■ Provided text
____
The Great Conversation is a term describing a supposed phenomenon which some Roman Catholic apologists believe takes place in purgatory. They hold that souls arriving in purgatory after death will naturally converse with each other in an effort to determine where they are and how they got there. The impression is that of a large social gathering in which every participant has much the same questions on his or her mind.

Catholic tradition
According to mainstream Catholic teachings, purgatory is the process of purification in which the souls of those who die in a state of grace are made ready for Heaven. One common metaphor describes it as a place where the souls of all Christians go directly after death and where each remains until the soul is ready to be admitted to heaven. In this context, "The Great Conversation" will naturally occur in purgatory as a result of the deeply social nature of humankind: souls in purgatory will communicate with each other.  C.S. Lewis once wrote that heaven knows only two languages: silence and music, a notion which allocates additional importance to this final conversation.
____
■ Named object pointing entries
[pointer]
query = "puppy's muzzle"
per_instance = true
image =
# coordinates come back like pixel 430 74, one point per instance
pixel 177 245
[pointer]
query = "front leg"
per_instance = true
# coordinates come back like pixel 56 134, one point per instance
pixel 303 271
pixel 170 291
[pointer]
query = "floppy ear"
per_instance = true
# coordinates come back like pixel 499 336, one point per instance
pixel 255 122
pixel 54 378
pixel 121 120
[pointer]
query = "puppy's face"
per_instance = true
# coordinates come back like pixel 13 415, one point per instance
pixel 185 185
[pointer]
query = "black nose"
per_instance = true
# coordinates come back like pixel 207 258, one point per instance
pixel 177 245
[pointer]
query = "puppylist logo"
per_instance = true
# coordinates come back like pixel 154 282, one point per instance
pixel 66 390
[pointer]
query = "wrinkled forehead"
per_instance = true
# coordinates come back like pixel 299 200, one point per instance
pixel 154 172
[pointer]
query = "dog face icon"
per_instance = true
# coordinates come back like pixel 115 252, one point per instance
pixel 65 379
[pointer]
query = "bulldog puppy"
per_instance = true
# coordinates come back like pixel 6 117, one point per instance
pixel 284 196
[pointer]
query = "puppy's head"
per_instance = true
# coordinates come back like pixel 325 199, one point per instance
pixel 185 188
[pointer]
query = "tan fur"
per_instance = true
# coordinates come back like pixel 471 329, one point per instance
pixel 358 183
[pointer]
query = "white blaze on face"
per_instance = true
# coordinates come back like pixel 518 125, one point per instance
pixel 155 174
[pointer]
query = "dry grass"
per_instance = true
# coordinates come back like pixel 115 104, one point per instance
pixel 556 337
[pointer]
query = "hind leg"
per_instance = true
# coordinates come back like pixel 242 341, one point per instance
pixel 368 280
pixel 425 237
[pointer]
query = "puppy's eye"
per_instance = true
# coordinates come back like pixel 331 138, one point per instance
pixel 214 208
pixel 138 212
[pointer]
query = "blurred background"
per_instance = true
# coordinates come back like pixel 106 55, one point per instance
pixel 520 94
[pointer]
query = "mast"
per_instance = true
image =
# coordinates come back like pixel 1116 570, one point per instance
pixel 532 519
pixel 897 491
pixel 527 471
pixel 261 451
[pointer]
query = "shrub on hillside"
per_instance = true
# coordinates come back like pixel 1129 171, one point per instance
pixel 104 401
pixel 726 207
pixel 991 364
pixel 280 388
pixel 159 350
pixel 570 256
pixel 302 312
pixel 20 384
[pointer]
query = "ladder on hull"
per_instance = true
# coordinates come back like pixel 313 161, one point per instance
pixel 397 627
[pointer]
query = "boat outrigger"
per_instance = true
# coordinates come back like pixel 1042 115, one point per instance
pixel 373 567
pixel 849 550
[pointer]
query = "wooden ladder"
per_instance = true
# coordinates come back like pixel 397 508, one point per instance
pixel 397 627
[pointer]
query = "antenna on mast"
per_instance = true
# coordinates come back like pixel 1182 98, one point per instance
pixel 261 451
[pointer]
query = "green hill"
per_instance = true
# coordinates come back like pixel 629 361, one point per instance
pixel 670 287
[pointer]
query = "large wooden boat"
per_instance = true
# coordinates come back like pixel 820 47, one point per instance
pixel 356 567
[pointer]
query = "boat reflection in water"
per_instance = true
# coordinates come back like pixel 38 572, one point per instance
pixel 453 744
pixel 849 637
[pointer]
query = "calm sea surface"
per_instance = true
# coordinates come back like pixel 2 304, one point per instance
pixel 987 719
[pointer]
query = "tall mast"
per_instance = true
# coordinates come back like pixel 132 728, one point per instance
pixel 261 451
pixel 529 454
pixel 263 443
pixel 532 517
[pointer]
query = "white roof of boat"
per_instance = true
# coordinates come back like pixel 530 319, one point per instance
____
■ Task instructions
A. According to the text on the Great Conversation, which two languages did C.S. Lewis say heaven knows?
B. Repeat the passage of the Great Conversation text from "Catholic tradition" to "this final conversation.".

■ Answers below
A. Silence and music.

B.
Catholic tradition
According to mainstream Catholic teachings, purgatory is the process of purification in which the souls of those who die in a state of grace are made ready for Heaven. One common metaphor describes it as a place where the souls of all Christians go directly after death and where each remains until the soul is ready to be admitted to heaven. In this context, "The Great Conversation" will naturally occur in purgatory as a result of the deeply social nature of humankind: souls in purgatory will communicate with each other.  C.S. Lewis once wrote that heaven knows only two languages: silence and music, a notion which allocates additional importance to this final conversation.